SUPPLIED PASSAGE =
Add support for named captures to the regex impl and regex highlighter

ECMAScript is adding support for it, and it is a pretty isolated
change to do.

Fixes #2293
This commit is contained in:
Maxime Coste 2019-01-03 22:52:15 +11:00
parent 56ee329d79
commit 328c497be2
11 changed files with 90 additions and 22 deletions

View File

@ -99,6 +99,10 @@ from the remaining parameters.
add-highlighter window/ regex //\h*(TODO:)[^\n]* 0:cyan 1:yellow,red
--------------------------------------------------------------------
capture_id can be either the capture number, or its name if a
named capture is used in the regex (See
<<regex#Groups, `:doc regex Groups`>>)
*dynregex* <expression> <capture_id>:<face> ...::
similar to regex, but expand (like a command parameter would) the
given expression before building a regex from the result.

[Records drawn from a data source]
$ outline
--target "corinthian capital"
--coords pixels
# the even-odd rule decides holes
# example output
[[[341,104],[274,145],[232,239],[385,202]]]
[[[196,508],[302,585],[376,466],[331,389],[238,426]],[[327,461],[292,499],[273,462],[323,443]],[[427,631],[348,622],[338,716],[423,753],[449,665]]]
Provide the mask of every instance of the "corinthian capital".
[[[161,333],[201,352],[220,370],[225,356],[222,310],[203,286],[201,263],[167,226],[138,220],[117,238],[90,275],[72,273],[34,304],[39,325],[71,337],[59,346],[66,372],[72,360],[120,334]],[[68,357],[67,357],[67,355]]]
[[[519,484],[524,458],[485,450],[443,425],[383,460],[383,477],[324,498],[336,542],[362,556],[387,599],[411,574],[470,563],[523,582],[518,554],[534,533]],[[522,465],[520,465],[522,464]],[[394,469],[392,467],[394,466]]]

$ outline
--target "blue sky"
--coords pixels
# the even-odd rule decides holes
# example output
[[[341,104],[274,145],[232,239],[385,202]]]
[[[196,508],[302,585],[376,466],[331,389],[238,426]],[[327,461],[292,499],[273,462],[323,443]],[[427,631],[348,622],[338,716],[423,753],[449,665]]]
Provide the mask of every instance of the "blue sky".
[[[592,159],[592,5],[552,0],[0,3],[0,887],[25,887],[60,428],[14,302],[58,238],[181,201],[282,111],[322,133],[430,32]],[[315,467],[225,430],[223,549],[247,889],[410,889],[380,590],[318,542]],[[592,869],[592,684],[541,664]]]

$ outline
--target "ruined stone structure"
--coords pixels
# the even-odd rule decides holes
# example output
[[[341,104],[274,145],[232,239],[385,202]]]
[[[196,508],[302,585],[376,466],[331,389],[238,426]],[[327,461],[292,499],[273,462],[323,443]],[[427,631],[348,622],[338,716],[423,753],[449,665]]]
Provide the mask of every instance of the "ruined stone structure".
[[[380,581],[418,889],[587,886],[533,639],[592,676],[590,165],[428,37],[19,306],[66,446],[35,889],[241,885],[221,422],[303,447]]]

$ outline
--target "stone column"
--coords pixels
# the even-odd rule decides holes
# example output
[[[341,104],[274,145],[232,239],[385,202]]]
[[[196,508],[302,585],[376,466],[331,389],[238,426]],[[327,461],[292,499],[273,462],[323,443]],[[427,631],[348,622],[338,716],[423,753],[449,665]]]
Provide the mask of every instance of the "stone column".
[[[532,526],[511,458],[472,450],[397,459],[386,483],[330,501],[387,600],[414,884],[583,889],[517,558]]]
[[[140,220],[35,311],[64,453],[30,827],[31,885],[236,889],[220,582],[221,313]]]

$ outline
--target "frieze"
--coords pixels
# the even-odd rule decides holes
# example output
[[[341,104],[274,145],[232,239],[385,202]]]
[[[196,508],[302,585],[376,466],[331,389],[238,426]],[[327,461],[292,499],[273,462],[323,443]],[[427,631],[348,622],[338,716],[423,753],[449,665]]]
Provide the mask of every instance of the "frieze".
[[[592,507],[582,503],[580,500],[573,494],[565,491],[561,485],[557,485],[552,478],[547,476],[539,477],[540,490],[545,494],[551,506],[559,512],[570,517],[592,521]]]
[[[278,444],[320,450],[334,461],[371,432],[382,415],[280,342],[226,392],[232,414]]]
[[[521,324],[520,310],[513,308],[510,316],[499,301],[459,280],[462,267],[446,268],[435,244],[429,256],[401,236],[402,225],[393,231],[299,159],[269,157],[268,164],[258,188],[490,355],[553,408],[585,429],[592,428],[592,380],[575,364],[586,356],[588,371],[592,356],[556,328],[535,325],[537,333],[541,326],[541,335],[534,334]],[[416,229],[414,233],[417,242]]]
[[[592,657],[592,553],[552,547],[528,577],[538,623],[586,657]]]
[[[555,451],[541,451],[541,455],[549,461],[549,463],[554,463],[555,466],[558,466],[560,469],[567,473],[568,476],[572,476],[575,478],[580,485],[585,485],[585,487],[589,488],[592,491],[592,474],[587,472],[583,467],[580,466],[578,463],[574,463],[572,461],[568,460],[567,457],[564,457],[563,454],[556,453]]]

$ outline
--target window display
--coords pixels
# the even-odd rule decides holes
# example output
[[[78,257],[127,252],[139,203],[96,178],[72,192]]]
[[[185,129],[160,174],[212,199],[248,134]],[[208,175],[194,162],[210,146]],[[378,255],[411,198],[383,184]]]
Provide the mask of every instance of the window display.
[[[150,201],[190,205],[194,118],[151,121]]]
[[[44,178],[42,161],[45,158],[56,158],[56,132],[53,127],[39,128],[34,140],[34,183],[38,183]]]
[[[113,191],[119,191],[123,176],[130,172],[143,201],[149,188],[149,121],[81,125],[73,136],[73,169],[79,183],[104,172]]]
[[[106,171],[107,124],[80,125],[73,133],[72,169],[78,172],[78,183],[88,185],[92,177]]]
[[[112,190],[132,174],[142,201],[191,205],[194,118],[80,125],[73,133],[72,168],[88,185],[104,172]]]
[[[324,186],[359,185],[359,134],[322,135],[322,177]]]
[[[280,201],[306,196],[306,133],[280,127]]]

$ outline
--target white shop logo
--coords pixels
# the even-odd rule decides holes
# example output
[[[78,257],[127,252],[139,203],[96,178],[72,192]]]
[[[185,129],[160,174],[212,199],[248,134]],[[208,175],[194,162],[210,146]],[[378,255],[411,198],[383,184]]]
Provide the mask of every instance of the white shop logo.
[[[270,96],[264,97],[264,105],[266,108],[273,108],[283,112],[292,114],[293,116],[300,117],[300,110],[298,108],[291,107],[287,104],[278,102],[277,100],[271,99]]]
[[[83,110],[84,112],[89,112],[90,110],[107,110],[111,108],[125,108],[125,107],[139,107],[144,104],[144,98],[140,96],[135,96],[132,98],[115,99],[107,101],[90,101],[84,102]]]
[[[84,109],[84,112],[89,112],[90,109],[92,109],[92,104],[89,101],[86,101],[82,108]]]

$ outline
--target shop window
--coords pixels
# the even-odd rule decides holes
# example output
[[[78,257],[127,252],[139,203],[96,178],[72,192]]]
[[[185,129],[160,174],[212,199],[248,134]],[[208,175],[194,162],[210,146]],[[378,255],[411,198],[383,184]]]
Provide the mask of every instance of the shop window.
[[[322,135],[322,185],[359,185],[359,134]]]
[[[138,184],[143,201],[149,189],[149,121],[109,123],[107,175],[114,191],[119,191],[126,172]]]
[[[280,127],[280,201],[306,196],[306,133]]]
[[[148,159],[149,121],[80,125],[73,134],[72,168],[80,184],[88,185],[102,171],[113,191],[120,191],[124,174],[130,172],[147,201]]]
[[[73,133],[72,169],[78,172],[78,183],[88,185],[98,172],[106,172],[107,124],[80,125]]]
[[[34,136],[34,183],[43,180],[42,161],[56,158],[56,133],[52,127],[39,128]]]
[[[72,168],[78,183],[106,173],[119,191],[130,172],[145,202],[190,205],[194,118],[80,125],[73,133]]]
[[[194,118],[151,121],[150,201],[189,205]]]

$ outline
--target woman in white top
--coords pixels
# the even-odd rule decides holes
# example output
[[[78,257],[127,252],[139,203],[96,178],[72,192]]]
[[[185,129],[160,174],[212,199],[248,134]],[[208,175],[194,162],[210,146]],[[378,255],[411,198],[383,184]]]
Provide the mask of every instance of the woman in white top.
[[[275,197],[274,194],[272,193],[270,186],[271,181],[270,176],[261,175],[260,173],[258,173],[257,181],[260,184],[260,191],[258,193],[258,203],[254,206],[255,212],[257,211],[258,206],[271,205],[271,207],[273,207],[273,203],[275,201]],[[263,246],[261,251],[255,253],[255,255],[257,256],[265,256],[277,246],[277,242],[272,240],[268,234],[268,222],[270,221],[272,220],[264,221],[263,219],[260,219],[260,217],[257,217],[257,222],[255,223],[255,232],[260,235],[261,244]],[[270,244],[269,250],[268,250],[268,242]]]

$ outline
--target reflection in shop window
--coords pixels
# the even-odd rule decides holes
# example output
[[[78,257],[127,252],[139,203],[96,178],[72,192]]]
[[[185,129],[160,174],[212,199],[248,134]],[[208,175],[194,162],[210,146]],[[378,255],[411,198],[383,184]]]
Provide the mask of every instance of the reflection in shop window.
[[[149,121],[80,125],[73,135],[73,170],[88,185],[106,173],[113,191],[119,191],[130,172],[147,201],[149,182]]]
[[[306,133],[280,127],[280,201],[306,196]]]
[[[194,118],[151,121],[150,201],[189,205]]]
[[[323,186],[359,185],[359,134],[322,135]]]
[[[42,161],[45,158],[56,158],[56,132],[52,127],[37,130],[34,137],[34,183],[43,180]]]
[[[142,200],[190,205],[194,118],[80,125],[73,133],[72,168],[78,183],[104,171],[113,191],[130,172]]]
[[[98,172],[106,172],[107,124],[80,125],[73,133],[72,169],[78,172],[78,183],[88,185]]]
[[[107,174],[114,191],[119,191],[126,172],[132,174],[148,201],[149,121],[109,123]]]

STATED GOAL 1 = Please reproduce, word for word, the part of the commit page that opens with the words containing "ECMAScript is adding" and closes with "the remaining parameters.".
STATED GOAL 2 =
Answer these questions from the commit page:
(a) Which issue number does the commit fix?
(b) How many files did the commit change?
(c) What two things can capture_id be?

FULL SOLUTION 1 =
ECMAScript is adding support for it, and it is a pretty isolated
change to do.

Fixes #2293
This commit is contained in:
Maxime Coste 2019-01-03 22:52:15 +11:00
parent 56ee329d79
commit 328c497be2
11 changed files with 90 additions and 22 deletions

View File

@ -99,6 +99,10 @@ from the remaining parameters.

FULL SOLUTION 2 =
(a) #2293
(b) 11
(c) The capture number, or its name if a named capture is used in the regex